Texte à lire -
----

Ce n’est pas d’un coup de baguette magique que la France va réussir à tourner le dos à 50 ans de désindustrialisation.
La désindustrialisation de la France a démarré en 1975. La chute de l’emploi industriel était alors aussi rapide que celle de l’emploi agricole, commencée bien plus tôt. Mais, si la politique agricole commune a soutenu cette mutation, aucun dispositif n’a accompagné celle de l’industrie. Ainsi en 1990, notre pays avait déjà perdu un quart de ses emplois industriels et nombre de territoires s’étaient vidés de leur substance. Rien de tel en Allemagne, où l’emploi industriel est resté remarquablement robuste.
Tout semblait parfait dans l’imaginaire des technocrates, rêvant d’une France sans usines, à l’économie uniquement servicielle, laissant les tâches moins nobles de la production à des pays moins riches. Cette tendance s’infiltrait dans toutes les couches de la société, notamment dans l’éducation nationale où le travail manuel et l’apprentissage étaient synonymes d’échecs.

----

Parties de l'exercice -
1 – Relevez toutes les indications chiffrées (durées, années, fractions) que contient le texte sur la désindustrialisation.
2 – Restituez mot pour mot le passage du texte sur la désindustrialisation qui commence par « Tout semblait parfait » et se poursuit jusqu'à « étaient synonymes d’échecs. ».
Les enregistrements qui suivent le texte sur la désindustrialisation proviennent d'une autre source.

[Données de localisation spatiale]

----

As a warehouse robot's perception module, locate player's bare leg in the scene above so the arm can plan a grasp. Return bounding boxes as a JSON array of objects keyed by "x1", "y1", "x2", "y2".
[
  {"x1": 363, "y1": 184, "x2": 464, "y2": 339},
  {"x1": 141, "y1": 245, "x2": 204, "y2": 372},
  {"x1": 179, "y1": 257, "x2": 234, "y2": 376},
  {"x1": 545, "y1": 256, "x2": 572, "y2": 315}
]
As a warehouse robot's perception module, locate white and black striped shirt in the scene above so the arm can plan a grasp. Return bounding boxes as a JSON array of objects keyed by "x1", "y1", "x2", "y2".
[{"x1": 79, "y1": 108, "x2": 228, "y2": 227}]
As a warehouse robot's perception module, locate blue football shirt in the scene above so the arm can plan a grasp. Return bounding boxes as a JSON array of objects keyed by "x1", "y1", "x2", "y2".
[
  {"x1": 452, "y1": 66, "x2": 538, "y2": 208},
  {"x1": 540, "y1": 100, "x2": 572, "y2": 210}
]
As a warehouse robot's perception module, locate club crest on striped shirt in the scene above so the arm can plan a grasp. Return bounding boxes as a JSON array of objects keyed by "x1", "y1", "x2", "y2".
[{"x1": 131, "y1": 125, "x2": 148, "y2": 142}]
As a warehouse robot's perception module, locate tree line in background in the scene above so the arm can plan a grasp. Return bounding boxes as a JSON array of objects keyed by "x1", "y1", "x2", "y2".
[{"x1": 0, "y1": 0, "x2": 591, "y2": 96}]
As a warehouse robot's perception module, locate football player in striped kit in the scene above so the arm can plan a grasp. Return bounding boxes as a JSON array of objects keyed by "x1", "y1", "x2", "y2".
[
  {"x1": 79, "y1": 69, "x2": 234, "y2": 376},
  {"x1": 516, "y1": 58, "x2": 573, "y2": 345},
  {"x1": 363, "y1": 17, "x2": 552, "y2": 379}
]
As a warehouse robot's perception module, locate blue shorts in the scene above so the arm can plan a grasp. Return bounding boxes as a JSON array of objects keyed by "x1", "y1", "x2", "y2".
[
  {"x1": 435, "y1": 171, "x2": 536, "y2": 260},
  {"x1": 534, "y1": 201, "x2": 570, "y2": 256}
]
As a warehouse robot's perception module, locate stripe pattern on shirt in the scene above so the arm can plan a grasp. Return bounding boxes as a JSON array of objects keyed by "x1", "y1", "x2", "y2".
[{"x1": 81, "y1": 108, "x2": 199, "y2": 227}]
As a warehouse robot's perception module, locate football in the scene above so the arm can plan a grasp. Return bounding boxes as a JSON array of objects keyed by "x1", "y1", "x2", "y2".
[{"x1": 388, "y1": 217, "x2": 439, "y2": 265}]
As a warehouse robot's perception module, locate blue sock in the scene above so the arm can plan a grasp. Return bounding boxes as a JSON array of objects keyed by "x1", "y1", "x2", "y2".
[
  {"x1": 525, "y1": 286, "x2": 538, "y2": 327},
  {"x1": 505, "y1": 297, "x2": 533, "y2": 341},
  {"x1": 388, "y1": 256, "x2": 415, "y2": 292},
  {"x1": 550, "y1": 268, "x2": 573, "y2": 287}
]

----

Consignes résolues -
1 – 50 ans, 1975, 1990, un quart

2 –
Tout semblait parfait dans l’imaginaire des technocrates, rêvant d’une France sans usines, à l’économie uniquement servicielle, laissant les tâches moins nobles de la production à des pays moins riches. Cette tendance s’infiltrait dans toutes les couches de la société, notamment dans l’éducation nationale où le travail manuel et l’apprentissage étaient synonymes d’échecs.